> **正文**:
◇ ◇ ◇ ◇ ◇
基于 docker 把 Label Studio 的 Django DB 从 SQLite 迁移到 PostgreSQL

  • 版本信息

    Label Studio v1.12.0

  • 具体实现

    1. 进入旧 Label Studio 的 Django 管理脚本所在目录

      docker exec -it <Your-SQLite-Label-Studio-Container> bash
      cd /label-studio/label_studio
      
    2. 导出数据

      python3 manage.py dumpdata > sqlite_dump_data.json
      

      导出的时候,可能出现没有相应的表的错误提示:
      CommandError: Unable to serialize database: no such table: django_rq_queue

      笔者根据习惯,猜测只有最后一个下划线需要改成句点 .,所以此时执行以下命令去除对应的表便导出成功了(笔者并没有系统学习过数据库)

      python3 manage.py dumpdata > data_dump.json --exclude=django_rq.queue
      
      • Note❗ (猜测依据)笔者看报错异常的源码时,app 标签和数据库的 model 名只由一个句点 . 分隔,所以如果将两个或以上的形如 django_rq_queue 里的下划线 _ 都换成句点 . 执行的话,可能会遇到如下异常

        Traceback (most recent call last):
          File "/label-studio/label_studio/manage.py", line 23, in <module>
            execute_from_command_line(sys.argv)
◇ ◇ ◇ ◇ ◇
> **待完成任务**:
(a) 请从正文中摘录一段原文:从含有“笔者根据习惯,猜测只有最后一”的词句开始,到“execute_from_command_line(sys.argv)”为止。
(b) 正文所用的 Label Studio 是哪个版本?
(c) 下列说法是否与正文相符?逐条回答“是”或“否”,并引用正文中起决定作用的原话。
(i) 导出数据用的是 manage.py 的 dumpdata 命令。
(ii) 笔者系统学习过数据库。
(iii) 笔者把 django_rq_queue 中的所有下划线都换成了句点。
数据行是独立于正文的另一份材料。
◇ ◇ ◇ ◇ ◇
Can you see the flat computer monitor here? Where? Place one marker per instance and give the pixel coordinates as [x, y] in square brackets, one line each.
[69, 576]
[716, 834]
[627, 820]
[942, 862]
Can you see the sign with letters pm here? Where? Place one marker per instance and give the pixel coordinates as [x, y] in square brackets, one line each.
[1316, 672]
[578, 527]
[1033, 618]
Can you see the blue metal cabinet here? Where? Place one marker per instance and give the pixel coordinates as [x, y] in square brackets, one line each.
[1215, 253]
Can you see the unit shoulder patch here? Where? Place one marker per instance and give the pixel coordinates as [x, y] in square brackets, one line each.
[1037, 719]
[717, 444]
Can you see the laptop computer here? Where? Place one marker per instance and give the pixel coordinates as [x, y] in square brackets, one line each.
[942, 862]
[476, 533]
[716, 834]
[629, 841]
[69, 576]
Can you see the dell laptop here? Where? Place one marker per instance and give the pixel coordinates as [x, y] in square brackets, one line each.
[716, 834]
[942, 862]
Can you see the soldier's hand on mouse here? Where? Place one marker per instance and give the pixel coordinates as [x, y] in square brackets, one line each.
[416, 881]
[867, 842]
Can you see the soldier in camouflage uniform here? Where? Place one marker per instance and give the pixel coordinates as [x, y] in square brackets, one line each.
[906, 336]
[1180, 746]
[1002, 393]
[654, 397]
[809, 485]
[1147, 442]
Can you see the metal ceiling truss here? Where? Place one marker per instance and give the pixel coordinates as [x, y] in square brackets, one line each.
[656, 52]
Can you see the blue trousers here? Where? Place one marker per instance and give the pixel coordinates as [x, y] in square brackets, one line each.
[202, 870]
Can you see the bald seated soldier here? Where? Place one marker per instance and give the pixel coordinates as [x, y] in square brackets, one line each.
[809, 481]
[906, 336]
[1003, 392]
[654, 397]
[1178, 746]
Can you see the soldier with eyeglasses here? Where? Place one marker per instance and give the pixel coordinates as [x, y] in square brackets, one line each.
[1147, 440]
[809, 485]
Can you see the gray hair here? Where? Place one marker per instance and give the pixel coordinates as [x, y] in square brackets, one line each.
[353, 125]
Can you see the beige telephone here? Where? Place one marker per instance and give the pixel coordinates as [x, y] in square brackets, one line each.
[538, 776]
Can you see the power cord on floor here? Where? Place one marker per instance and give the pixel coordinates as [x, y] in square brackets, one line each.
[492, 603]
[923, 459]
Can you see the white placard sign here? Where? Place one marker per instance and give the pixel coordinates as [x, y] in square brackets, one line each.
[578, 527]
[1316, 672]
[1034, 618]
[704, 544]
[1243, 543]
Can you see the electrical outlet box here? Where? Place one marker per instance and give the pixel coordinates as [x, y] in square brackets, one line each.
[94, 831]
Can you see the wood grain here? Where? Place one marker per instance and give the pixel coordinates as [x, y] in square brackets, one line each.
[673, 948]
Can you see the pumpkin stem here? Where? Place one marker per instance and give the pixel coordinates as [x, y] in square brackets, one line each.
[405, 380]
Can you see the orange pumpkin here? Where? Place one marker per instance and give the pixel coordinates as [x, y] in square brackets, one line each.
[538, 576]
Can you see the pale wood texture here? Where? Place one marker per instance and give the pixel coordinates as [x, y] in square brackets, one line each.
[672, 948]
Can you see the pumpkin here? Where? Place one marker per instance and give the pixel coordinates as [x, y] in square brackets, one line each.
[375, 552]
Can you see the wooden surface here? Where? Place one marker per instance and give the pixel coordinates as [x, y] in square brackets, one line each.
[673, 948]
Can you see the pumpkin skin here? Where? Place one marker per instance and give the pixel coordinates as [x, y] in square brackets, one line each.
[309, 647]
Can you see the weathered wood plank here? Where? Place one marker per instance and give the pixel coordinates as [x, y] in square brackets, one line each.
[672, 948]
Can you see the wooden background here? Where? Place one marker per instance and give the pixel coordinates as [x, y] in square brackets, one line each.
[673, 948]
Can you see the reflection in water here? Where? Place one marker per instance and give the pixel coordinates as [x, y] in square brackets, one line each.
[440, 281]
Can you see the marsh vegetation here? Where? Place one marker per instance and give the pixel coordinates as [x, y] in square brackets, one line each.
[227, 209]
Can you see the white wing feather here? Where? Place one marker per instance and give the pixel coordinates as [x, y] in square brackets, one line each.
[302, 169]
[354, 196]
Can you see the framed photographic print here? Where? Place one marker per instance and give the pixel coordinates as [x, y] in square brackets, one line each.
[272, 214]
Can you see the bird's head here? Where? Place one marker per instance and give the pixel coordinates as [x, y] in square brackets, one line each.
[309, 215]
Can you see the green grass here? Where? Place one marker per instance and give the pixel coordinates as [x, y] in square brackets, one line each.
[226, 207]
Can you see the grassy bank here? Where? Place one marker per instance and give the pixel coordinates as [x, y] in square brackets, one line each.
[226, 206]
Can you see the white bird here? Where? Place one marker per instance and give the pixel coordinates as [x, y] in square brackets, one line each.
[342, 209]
◇ ◇ ◇ ◇ ◇
> **答复**:
(a)
笔者根据习惯,猜测只有最后一个下划线需要改成句点 .,所以此时执行以下命令去除对应的表便导出成功了(笔者并没有系统学习过数据库)

      python3 manage.py dumpdata > data_dump.json --exclude=django_rq.queue
      
      • Note❗ (猜测依据)笔者看报错异常的源码时,app 标签和数据库的 model 名只由一个句点 . 分隔,所以如果将两个或以上的形如 django_rq_queue 里的下划线 _ 都换成句点 . 执行的话,可能会遇到如下异常

        Traceback (most recent call last):
          File "/label-studio/label_studio/manage.py", line 23, in <module>
            execute_from_command_line(sys.argv)

(b) Label Studio v1.12.0。

(c)
(i) 是:“python3 manage.py dumpdata > sqlite_dump_data.json”
(ii) 否:“笔者并没有系统学习过数据库”
(iii) 否:“只有最后一个下划线需要改成句点”